> **Exercise**:
Copy the line containing "the wood plank flooring", then all lines after it up to and including the final line of the material, exactly and without additions.
/---
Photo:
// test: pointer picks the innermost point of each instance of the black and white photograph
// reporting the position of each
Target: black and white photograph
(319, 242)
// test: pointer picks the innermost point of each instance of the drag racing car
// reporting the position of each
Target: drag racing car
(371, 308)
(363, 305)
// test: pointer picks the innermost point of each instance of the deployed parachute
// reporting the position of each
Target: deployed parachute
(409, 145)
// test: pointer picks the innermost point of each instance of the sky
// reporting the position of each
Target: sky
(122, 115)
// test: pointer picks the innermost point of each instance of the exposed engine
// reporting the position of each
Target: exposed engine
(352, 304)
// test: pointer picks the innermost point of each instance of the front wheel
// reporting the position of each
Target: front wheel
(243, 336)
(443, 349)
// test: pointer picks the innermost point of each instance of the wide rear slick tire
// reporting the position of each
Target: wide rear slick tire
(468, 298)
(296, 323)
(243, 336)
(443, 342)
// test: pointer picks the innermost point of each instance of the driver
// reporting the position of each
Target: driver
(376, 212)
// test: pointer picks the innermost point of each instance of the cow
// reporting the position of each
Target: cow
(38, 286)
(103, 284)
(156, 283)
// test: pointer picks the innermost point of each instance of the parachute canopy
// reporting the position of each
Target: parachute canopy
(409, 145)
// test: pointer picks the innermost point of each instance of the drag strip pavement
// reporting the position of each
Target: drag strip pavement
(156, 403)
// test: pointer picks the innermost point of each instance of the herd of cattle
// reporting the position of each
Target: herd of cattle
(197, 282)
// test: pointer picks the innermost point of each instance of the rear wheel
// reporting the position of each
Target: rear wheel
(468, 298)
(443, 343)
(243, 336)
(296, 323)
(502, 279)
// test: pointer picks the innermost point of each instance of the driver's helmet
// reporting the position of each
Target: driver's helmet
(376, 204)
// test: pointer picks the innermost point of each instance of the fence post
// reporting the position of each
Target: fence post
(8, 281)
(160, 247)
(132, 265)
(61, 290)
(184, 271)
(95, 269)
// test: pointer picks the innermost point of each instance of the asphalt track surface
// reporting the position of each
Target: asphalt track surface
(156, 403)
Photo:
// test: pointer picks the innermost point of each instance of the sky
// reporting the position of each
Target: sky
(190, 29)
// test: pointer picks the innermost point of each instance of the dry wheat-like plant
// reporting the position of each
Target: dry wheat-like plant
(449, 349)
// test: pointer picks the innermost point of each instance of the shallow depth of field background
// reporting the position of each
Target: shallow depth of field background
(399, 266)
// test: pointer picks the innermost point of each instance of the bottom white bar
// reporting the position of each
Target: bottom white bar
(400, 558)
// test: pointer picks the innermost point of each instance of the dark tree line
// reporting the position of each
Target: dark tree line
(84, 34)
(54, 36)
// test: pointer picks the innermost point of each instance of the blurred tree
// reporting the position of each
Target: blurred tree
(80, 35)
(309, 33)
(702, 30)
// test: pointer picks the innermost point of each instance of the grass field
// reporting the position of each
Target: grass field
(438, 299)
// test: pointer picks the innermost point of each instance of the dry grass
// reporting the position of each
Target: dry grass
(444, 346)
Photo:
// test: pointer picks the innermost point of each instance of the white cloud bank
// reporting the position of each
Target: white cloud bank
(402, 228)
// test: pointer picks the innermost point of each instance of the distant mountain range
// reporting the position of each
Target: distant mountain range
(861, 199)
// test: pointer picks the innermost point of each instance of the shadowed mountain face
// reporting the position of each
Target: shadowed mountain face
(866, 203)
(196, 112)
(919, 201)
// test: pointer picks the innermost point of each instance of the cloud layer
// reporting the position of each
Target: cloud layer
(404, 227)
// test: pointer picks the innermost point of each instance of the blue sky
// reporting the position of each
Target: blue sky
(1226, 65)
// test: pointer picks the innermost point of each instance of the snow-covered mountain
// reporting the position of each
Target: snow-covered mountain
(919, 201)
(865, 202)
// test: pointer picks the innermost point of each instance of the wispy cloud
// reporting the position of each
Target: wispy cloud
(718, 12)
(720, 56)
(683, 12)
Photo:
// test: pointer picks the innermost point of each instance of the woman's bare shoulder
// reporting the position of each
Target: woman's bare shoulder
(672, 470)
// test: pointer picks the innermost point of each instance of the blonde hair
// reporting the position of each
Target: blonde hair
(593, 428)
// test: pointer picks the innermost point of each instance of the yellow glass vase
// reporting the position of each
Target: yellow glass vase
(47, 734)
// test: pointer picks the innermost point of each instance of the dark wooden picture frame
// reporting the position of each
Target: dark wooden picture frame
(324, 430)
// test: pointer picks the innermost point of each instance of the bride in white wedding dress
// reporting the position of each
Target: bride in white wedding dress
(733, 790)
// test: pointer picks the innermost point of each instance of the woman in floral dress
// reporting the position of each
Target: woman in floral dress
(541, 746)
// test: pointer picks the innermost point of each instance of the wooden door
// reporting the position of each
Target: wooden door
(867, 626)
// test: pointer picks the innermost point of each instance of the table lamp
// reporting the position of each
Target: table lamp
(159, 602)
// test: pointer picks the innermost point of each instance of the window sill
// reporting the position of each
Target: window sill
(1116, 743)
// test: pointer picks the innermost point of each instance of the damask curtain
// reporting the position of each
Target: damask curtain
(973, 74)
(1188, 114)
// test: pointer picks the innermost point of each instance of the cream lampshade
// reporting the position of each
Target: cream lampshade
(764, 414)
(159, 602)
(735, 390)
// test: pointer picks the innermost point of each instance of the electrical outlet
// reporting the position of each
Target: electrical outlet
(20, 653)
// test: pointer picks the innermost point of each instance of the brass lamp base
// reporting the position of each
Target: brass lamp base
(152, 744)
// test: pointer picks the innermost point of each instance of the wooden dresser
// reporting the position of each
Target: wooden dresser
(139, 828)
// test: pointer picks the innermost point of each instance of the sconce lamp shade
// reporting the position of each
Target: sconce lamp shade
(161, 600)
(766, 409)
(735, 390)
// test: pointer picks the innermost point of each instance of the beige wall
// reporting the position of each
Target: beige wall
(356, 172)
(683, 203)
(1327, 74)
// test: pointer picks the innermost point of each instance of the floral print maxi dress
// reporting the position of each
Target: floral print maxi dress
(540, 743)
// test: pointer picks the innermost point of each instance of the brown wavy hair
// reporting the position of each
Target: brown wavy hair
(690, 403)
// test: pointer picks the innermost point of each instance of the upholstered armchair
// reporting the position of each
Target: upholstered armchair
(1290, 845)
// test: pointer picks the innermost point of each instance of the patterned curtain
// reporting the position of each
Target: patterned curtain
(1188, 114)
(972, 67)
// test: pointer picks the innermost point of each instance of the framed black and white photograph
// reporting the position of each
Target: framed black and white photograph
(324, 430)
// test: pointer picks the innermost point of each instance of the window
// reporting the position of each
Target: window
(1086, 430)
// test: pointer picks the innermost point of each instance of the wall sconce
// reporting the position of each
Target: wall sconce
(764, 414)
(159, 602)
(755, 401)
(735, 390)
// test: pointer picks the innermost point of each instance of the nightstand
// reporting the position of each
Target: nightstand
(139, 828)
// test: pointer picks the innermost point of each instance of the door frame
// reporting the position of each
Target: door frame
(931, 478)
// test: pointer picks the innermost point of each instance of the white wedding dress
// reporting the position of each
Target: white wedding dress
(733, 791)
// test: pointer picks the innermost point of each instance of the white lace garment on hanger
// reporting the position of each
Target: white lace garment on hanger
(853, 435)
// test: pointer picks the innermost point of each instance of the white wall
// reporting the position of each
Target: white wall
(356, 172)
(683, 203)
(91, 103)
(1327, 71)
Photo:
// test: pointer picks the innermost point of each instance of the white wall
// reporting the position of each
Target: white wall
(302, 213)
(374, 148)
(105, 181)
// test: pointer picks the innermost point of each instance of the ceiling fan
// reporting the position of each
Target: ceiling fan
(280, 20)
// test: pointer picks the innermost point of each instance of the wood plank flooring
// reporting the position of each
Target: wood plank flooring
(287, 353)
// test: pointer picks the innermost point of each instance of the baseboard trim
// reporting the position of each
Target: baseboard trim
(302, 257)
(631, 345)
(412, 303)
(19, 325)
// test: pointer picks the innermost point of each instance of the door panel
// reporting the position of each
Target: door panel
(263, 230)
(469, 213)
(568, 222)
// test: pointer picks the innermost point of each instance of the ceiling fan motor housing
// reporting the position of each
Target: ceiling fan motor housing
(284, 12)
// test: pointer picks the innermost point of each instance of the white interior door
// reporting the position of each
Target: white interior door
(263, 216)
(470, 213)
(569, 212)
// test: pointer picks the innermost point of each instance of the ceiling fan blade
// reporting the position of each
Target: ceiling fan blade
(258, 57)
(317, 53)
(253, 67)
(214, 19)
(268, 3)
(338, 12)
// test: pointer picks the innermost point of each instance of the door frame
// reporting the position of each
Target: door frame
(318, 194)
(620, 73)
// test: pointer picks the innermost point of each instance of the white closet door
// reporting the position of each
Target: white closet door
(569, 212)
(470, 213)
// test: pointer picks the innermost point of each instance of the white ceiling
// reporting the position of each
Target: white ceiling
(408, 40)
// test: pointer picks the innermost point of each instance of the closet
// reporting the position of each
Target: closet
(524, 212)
\---
> **Finished answer**:
// test: pointer picks the innermost point of each instance of the wood plank flooring
// reporting the position of each
Target: wood plank flooring
(287, 353)
// test: pointer picks the innermost point of each instance of the baseboard trim
// reporting the position of each
Target: baseboard trim
(302, 257)
(631, 345)
(412, 303)
(19, 325)
// test: pointer picks the innermost point of each instance of the door panel
// reporting the position of each
Target: door panel
(263, 230)
(469, 213)
(568, 222)
// test: pointer picks the innermost point of each instance of the ceiling fan motor housing
// reporting the position of each
Target: ceiling fan motor housing
(284, 12)
// test: pointer picks the innermost point of each instance of the white interior door
// reporting the position of each
Target: white interior door
(263, 216)
(470, 213)
(569, 212)
// test: pointer picks the innermost point of each instance of the ceiling fan blade
// reporting the position of each
Target: ceiling fan blade
(258, 57)
(317, 53)
(253, 67)
(214, 19)
(268, 3)
(338, 12)
// test: pointer picks the innermost point of each instance of the door frame
// reporting the position of each
Target: door frame
(318, 194)
(620, 73)
// test: pointer picks the innermost point of each instance of the white closet door
// reporting the position of each
Target: white closet door
(569, 212)
(470, 213)
// test: pointer picks the innermost point of each instance of the white ceiling
// reporting the position of each
Target: white ceiling
(408, 40)
// test: pointer picks the innermost point of each instance of the closet
// reporting the position of each
Target: closet
(524, 212)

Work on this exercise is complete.